EXERCISE DIRECTIONS =>
Scan each line of the entries below for the word "surfboard" and count the ones where it appears. The answer is that number alone.
*** EXCERPTED RECORDS ***
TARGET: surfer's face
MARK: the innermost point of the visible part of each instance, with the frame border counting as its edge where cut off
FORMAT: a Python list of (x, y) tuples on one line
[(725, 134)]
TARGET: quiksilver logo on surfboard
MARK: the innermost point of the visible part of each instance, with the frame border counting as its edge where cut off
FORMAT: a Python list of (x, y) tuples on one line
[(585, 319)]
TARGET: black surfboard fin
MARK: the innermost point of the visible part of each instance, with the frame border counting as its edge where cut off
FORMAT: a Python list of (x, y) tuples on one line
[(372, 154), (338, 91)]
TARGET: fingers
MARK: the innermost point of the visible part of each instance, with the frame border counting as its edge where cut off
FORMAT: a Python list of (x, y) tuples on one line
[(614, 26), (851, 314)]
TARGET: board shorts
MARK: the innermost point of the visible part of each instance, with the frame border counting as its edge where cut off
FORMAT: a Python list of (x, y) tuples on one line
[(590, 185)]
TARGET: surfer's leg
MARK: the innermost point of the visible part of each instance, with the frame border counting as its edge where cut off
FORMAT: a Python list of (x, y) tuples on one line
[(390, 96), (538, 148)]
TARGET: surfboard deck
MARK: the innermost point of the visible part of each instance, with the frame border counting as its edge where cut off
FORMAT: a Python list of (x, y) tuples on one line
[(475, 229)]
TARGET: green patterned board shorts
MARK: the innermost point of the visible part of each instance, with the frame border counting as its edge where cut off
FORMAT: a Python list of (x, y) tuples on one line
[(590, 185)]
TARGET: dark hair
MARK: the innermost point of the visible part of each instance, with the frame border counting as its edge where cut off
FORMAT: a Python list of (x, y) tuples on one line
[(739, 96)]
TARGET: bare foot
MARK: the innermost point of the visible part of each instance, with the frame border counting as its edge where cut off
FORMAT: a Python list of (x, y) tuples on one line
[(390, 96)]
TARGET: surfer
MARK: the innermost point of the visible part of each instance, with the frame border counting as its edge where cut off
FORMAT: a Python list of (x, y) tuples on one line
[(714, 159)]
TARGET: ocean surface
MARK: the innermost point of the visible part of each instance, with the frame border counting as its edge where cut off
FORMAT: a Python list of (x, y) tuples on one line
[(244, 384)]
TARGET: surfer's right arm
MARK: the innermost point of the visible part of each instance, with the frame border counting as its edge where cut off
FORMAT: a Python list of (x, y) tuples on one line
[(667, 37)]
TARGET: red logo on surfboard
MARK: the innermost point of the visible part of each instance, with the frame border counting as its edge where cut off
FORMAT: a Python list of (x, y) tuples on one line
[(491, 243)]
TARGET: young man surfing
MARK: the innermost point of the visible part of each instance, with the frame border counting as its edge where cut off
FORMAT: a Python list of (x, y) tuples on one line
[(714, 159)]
***
TASK RESULT =>
4